> SELECTED EXCERPT:
=====

Find out more about dairy farming in the Tilba region with Nic Dibden.
The Dibden Dairy Farm
Nic Dibden together with his wife Erica run the ABC Cheese Factory as well as their very own dairy farm in Central Tilba. Nic is very hands on with his dairy herd, which consists of about 180 Jersey Cows. He milks 2,500 litres per day, 365 days per year. The milk from the Dibden’s farm is bottled at the cheese factory and then sold in the local area all the way from Wollongong to Canberra. And their enterprise is the real paddock-to-plate deal, with the milk produced a mere 500 metres away from the factory itself. Not only this, but freshness is also a sealed deal as it only takes 2-3 hours for the milk to reach its final destination. But it’s not just milk that this dairy power couple produces. The Jersey milk is also used at the cheese factory to make all sorts of creams, yogurts and cheeses. The cheeses include everything from cheddar, colby and feta, right down to ricotta and cream.
The Dibden’s bought their dairy farm in Central Tilba back in 2000 and then in 2013 took over the ABC Cheese Factory. This ultimately meant that this was the first time since the 1970’s that milk and cheese were being bottled and handcrafted in sunny Tilba again.
Day in the life of Dairy Farmer Nic DIbden
1. Wakes up at 5:30/ 6:00 to deliver fresh milk to the ABC Cheese Factory (Mon, Wed, Fri)
2. Comes back to the farm to mix feed for the cows and to then get stuck into some tractor paddock work. This work involves maintaining as well as the basic upkeep of the farm such as that never ending weeding.
3. Two times a week Nic will also swing by the Canberra Epic Markets as well as the Moruya Markets to sell their fresh produce.
Dairy cows are as their name suggests, specifically bred to produce large amounts of milk and milk products. There are four different types of cattle that make up a dairy herd, these include:
1. Cows (Females who give birth)
2. Bulls (Fathers of dairy calves.)
3. Heifers (Young female cattle, who are in between a calf and an adult)
4. Calves (Baby cattle)
Cows, the females who give birth, make up the majority of a dairy herd. Typically, heifers turn into milking cows and the male calves are sold. The main source of food for dairy cows is pasture, which is primarily a mixture of grass and legumes such as clover growing in the farm paddocks. The legumes are important as they act as a source of protein. However, when cows are producing milk, they can’t always get the amount of energy they need from grazing on pastures alone. This is why farmers normally supplement their food with some high-energy grain.
Jersey Cows are a type of dairy cow that are notorious for their high quality milk as well as their ease in producing calves. This breed of dairy cow originally came from the island of Jersey and was bought all the way out to Australia in 1829.
These cows are normally a light brown or fawn colour, with black tips on their muzzles, ears, feet and tail. The black nose bordered by a whitish muzzle is regarded as the mark of a true Jersey! Although being the smallest of dairy cows (weighing up to 500kg), their milk is ideal for making butter because it’s so creamy.
It is a well-known fact that the Jersey cow produces the highest fat and highest protein content of all milks.

=====

> Stored entries:
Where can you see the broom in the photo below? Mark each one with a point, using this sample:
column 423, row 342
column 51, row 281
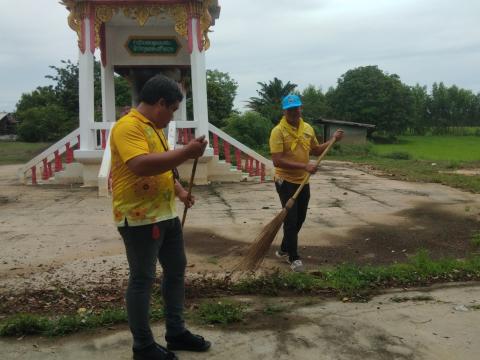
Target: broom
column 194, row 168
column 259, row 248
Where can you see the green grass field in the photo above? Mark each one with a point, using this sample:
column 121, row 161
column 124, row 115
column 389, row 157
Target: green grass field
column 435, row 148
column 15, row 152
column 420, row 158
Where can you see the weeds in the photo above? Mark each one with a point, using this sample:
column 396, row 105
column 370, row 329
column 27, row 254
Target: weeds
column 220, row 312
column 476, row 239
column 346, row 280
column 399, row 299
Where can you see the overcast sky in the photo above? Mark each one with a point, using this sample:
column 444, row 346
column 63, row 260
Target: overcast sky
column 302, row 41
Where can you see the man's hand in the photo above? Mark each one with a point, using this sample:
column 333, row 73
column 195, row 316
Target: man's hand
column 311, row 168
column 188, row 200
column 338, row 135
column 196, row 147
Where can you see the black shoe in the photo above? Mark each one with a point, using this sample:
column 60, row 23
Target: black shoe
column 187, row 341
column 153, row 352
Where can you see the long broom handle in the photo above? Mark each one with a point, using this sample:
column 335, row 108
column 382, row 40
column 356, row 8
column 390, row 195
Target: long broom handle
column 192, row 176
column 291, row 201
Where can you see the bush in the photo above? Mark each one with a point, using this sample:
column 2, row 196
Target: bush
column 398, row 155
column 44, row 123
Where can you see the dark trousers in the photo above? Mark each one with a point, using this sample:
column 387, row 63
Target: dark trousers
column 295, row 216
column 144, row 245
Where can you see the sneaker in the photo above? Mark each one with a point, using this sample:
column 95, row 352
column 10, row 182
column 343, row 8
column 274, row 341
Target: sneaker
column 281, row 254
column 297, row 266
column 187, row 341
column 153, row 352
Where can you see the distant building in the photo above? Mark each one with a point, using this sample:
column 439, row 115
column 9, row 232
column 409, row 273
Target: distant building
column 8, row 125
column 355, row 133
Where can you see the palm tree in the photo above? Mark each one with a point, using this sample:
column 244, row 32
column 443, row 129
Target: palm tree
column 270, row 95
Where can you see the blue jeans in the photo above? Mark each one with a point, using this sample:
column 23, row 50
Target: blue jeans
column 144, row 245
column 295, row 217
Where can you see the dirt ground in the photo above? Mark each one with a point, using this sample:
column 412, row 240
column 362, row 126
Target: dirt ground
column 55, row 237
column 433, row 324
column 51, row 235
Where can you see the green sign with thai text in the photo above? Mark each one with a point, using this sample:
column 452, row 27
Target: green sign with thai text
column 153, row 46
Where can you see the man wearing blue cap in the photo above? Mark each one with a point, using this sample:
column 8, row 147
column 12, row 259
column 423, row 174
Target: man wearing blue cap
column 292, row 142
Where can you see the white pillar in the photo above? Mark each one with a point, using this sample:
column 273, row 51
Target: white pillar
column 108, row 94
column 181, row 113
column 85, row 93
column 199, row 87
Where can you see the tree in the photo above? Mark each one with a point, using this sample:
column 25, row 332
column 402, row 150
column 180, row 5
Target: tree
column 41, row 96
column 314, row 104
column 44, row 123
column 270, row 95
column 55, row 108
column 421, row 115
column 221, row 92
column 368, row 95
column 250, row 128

=====

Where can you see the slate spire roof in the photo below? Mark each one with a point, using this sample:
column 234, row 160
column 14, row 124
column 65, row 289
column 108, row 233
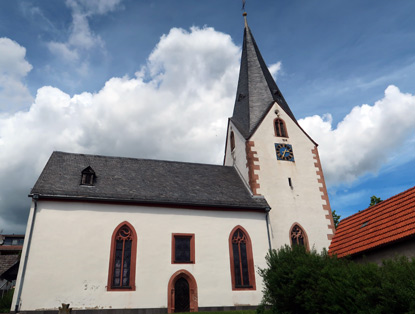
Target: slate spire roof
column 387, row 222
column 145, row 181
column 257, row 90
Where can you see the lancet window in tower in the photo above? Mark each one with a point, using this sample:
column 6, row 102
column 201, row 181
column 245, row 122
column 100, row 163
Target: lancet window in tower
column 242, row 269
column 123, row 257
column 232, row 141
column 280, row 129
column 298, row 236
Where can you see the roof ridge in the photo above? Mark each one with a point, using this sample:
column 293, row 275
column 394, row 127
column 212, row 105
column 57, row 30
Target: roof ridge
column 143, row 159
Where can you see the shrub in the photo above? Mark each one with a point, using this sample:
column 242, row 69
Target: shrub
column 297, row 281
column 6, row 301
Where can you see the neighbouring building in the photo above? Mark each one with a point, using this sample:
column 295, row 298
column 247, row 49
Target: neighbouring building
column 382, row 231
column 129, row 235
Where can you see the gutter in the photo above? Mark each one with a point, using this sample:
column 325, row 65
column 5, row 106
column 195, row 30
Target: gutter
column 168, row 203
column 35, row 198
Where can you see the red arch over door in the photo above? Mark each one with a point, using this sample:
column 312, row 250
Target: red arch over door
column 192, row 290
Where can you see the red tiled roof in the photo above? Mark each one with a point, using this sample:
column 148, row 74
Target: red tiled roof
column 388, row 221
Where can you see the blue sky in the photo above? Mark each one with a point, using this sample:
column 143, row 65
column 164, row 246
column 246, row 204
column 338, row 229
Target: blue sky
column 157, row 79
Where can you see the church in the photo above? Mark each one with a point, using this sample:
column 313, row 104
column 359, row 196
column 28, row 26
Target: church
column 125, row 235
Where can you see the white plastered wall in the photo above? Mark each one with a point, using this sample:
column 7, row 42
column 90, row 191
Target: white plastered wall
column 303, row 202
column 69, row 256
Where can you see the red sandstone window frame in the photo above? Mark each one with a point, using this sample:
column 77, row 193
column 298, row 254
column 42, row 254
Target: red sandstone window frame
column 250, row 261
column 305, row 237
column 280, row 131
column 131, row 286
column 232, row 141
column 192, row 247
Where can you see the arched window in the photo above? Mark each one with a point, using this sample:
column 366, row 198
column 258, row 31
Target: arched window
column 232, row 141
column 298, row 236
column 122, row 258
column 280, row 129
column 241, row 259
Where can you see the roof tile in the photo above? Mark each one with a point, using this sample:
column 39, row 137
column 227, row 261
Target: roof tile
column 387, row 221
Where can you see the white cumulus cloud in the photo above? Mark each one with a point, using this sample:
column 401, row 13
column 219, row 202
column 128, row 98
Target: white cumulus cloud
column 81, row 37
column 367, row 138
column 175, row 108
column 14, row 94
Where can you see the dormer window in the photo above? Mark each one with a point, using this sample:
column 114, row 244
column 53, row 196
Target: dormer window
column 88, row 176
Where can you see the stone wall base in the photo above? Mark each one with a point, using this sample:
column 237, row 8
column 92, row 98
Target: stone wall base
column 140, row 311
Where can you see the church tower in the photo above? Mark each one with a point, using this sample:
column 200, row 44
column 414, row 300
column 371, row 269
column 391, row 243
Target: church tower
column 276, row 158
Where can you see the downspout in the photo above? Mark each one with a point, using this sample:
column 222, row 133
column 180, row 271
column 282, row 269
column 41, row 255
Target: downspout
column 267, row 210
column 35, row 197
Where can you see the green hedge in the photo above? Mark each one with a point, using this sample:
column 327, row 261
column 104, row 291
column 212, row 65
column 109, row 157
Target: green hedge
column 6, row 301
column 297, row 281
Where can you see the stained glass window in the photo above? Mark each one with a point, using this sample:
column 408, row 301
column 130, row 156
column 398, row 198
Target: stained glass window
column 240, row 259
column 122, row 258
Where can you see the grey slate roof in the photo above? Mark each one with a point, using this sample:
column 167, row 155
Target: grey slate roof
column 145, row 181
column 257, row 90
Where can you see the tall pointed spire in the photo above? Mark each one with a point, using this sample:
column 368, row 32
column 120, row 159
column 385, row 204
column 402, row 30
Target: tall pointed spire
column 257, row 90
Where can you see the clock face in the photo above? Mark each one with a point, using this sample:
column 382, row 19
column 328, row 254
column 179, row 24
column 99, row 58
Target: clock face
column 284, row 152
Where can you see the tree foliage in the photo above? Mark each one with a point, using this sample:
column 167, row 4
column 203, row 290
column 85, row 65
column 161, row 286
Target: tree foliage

=====

> TASK REQUIREMENTS:
According to the piece on the Dibden dairy farm, in what year did the Dibdens take over the ABC Cheese Factory?

> EXPECTED OUTPUT:
2013